- _Goal_: Write out each line of the material again, word for word.
=-=-=
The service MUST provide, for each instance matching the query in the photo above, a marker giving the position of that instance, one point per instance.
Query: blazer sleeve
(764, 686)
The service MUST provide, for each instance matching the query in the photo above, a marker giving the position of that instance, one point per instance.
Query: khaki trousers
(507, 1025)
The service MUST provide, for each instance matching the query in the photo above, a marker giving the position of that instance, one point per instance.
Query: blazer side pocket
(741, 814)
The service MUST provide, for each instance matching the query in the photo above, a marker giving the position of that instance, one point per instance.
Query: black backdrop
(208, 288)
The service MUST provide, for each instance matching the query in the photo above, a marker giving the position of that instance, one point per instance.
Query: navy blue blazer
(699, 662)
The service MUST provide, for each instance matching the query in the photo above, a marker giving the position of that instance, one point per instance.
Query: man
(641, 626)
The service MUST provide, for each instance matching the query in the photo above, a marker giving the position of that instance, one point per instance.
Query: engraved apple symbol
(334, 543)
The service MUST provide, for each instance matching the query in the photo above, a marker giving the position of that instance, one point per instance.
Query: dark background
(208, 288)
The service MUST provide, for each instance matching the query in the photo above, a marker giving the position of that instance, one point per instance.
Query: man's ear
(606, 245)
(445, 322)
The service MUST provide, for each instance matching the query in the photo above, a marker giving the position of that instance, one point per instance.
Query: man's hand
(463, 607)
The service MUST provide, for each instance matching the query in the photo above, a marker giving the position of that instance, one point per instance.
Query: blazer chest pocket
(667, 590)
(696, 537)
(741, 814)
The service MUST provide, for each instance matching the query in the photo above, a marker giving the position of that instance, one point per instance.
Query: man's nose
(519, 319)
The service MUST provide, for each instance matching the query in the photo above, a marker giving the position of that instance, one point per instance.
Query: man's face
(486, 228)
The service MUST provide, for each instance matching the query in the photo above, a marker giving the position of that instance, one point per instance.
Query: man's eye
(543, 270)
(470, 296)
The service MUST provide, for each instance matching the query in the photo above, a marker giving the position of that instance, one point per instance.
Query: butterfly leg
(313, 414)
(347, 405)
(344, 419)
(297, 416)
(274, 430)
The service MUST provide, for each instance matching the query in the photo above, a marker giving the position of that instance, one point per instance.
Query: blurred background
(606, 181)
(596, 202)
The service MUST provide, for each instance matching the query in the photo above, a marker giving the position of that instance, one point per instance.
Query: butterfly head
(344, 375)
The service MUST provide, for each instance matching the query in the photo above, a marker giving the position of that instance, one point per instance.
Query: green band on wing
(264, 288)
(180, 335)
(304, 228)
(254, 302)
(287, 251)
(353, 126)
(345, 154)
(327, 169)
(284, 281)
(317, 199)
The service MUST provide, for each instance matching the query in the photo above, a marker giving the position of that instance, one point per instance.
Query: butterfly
=-=-=
- _Expected answer_:
The service MUST provide, for each instance matching the query in the photo above, a marker giving the position of that instance, one point per instance.
Query: blazer sleeve
(764, 686)
The service MUST provide, for each instance matching the query in the photo above, a marker giving the position of that instance, one point per instance.
Query: khaki trousers
(507, 1025)
The service MUST provide, for each instance matching the query in the photo above, a marker giving the position of that instance, one point per instance.
Query: blazer side pocket
(741, 814)
The service MUST provide, for each instance matching the query in the photo above, a marker giving the position of that instance, one point per instance.
Query: black backdrop
(208, 288)
The service MUST provide, for each instance matching the query in the photo above, a marker giving the position of that instance, one point per instance.
Query: navy blue blazer
(699, 662)
The service MUST provide, for each instance matching the query in the photo above, a marker giving the position of that instance, one point per instance.
Query: man
(641, 626)
The service MUST provide, for each instance matching the query in the photo above, a marker giving the position of that instance, one point per instance.
Query: engraved apple symbol
(334, 543)
The service MUST provide, for each instance matching the query in the photo above, a marker giving the position of that instance, one point per instance.
Query: dark background
(208, 288)
The service MUST provide, for each instance matching the query in the photo above, a marker giving the position of that instance, one point per instance.
Query: man's ear
(606, 245)
(445, 322)
The service MUST provide, for each instance matching the query in the photo above, a marker giving the position of that instance, one point per instance.
Query: man's hand
(463, 607)
The service MUST provide, for each instance matching the query in the photo above, a marker giving the position of that instance, one point per instance.
Query: blazer chest pocket
(667, 590)
(696, 537)
(741, 814)
The service MUST provide, for each instance matching the query in the photo above, a marker giving the position of that instance, one point per instance.
Query: man's nose
(519, 319)
The service MUST provide, for each instance matching the query in the photo above, a marker giving the position of that instance, one point per instance.
Query: man's face
(486, 228)
The service MUST provide, for each instance matching the query in the photo above, a marker giving the position of that instance, one point per instance.
Query: man's eye
(543, 270)
(470, 296)
The service MUST provide, for each instance matching the query in the photo above, a marker giving the position of that instance, one point per instance.
Query: butterfly leg
(313, 414)
(347, 405)
(344, 419)
(297, 416)
(274, 430)
The service MUST provide, for each instance matching the query in the photo above, a marker giving the position of that instance, one point per instance.
Query: blurred background
(606, 181)
(596, 202)
The service MUST provide, for each instance matching the query in the photo above, a marker giving the position of that instance, one point per instance.
Query: butterfly head
(344, 375)
The service MUST provide, for each instance matching the query in the photo above, a marker giving the position of that instance, one point per instance.
Query: green band on wing
(264, 288)
(180, 335)
(304, 228)
(254, 302)
(287, 251)
(353, 126)
(345, 154)
(327, 169)
(284, 281)
(317, 199)
The service MUST provide, for each instance matching the query in the photo above, a marker giving the position of that instance, one point per instance.
Query: butterfly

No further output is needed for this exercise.